- [Document segment]:
———
Pigmented fungi have been increasingly recognized as opportunists, causing phaeohyphomycosis in immunocompetent and immunosuppressed patients. Phaeohyphomycosis can be caused by many species of dark, melanin-pigmented dematiaceous fungi including Bipolaris, Cladophialophora, Cladosporium, Exophiala, Fonsecaea, Phialophora, Ochronosis, Rhinocladiella, and Wangiella.

Dematiaceous fungi only rarely cause fatal infections in patients who have intact host defense mechanisms, although they may cause brain abscess in immunocompetent patients.

Clinical syndromes include invasive sinusitis, sometimes with bone necrosis, as well as subcutaneous nodules or abscesses, keratitis, lung masses, osteomyelitis, mycotic arthritis, endocarditis, brain abscess, and disseminated infection.


  • Examination using Masson-Fontana staining

  • Culture to identify causative species

Dematiaceous fungi can frequently be discerned in tissue specimens stained with conventional hematoxylin and eosin; they appear as septate, brownish hyphae or yeast-like cells, reflecting their high melanin content. Masson-Fontana staining for melanin confirms their presence. Phaeohyphomycosis is distinguished from chromoblastomycosis and mycetoma by the absence of specific histopathologic findings such as sclerotic bodies or grains in tissue.
———
Natural-language object grounding data
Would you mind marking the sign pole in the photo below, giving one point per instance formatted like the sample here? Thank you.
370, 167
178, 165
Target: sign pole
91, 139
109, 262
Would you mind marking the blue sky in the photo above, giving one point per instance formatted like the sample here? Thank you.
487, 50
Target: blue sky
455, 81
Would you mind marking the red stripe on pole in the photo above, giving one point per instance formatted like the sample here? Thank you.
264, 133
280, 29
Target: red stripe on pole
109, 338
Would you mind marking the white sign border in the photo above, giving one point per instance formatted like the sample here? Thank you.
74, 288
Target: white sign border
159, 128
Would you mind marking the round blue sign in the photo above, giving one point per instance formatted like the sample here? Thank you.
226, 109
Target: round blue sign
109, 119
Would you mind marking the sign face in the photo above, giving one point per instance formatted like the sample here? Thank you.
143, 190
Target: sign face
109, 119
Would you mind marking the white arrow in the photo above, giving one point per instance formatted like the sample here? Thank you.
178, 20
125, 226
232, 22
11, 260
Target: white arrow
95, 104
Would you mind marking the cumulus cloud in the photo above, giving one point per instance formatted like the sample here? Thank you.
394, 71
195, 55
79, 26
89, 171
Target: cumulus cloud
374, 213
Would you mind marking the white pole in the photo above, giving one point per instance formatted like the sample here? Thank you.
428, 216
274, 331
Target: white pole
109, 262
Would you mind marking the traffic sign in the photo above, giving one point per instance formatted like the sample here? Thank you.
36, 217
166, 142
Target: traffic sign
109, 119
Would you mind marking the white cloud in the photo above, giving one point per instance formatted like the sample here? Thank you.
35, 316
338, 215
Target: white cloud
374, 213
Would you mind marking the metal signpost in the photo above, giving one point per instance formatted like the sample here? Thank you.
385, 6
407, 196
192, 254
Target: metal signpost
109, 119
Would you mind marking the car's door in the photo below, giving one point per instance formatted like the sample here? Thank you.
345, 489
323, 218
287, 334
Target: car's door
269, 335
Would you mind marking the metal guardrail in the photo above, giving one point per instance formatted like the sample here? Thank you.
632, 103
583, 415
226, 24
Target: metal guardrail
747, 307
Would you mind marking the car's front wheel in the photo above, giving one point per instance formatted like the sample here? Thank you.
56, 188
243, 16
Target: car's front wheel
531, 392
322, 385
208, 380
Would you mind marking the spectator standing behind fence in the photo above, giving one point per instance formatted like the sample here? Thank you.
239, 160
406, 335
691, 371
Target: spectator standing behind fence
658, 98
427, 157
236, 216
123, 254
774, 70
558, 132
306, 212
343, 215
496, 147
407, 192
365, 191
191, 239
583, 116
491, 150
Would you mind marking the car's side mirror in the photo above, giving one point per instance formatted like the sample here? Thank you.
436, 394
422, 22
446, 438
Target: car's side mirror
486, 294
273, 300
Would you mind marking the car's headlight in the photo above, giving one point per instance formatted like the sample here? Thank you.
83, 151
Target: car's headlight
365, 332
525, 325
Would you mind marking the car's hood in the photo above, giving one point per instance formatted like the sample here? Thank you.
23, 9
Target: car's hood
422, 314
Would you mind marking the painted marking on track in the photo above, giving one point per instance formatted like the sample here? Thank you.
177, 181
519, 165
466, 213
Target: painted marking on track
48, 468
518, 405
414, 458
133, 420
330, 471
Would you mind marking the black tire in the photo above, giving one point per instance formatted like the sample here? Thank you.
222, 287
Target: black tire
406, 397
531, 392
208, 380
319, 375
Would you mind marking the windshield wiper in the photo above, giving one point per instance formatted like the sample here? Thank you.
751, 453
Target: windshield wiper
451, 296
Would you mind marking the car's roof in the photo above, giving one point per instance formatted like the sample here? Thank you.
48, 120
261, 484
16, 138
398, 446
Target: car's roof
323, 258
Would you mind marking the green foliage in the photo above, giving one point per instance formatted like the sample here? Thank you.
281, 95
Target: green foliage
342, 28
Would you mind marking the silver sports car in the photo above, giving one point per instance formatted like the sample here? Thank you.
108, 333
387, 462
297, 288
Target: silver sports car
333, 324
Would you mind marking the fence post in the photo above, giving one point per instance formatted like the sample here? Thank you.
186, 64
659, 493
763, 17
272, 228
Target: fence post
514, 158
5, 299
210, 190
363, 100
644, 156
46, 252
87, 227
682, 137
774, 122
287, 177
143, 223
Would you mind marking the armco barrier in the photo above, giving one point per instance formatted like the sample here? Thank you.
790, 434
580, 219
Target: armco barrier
———
- [Brief 1]:
Translate this sentence from the phaeohyphomycosis passage into Spanish: "Dematiaceous fungi only rarely cause fatal infections in patients who have intact host defense mechanisms, although they may cause brain abscess in immunocompetent patients."
- [Brief 2]:
Resume the phaeohyphomycosis passage after its last sentence.
The entries have no role in any of the tasks.

- [Response area 1]:
Los hongos dematiáceos solo en raras ocasiones causan infecciones mortales en pacientes que tienen mecanismos de defensa del huésped intactos, aunque pueden causar absceso cerebral en pacientes inmunocompetentes.

- [Response area 2]:
Culture is needed to identify the causative species.


There is no standard therapy; treatment depends on the clinical syndrome and status of the patient.

For subcutaneous nodules, surgery alone may be curative. Itraconazole has excellent activity and has been used the most clinically, although voriconazole and posaconazole are being increasingly used with good results. Duration of therapy varies but may range from 6 wk to > 12 mo. Amphotericin B is often ineffective.

Combination therapy (eg, with 2 or 3 drugs, at least one of which is an azole) for brain abscess and disseminated infections is often used, although clinical outcomes are generally poor regardless of treatment.